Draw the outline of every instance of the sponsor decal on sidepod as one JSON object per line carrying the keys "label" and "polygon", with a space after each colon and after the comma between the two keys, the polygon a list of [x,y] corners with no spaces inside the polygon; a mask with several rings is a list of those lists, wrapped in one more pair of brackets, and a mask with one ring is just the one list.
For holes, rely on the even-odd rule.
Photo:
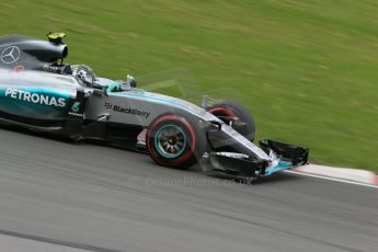
{"label": "sponsor decal on sidepod", "polygon": [[34,104],[64,107],[66,106],[66,99],[55,98],[46,94],[33,93],[24,90],[8,88],[5,91],[5,96],[11,99],[21,100],[24,102],[31,102]]}

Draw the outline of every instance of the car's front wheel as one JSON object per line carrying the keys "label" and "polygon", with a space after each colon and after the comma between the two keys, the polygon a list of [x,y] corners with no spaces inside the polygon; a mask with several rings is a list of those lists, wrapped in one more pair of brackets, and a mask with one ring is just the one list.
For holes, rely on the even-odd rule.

-- Task requirements --
Write out the whole listing above again, word for word, but leave out the pictures.

-- Solution to this task --
Draw the outline of every instance of the sponsor decal on sidepod as one JSON object per line carrying the keys "label" and "polygon", with a space after each colon and after the comma between the two keys, the polygon a list of [x,y] corners with no spaces inside the polygon; a mask with several rings is a list of those lists, wrapped in one more pair of brackets, and a mask with one ring is just the one list.
For holes, rely on the even-odd rule.
Photo:
{"label": "sponsor decal on sidepod", "polygon": [[34,104],[64,107],[66,106],[66,99],[55,98],[46,94],[33,93],[24,90],[8,88],[5,91],[5,96],[11,99],[21,100],[24,102],[31,102]]}

Draw the outline of every instance of the car's front wheel as one JSON object per line carrying the keys "label" and "polygon", with a space after each colon and after the comma between the two keys, the polygon a list of [x,y] corners with no spaces inside the polygon; a mask with several rings is a list of those lists, wrapped in one more pair of brackets, and a mask with one ring is just the one list.
For holes, rely on the even-odd rule.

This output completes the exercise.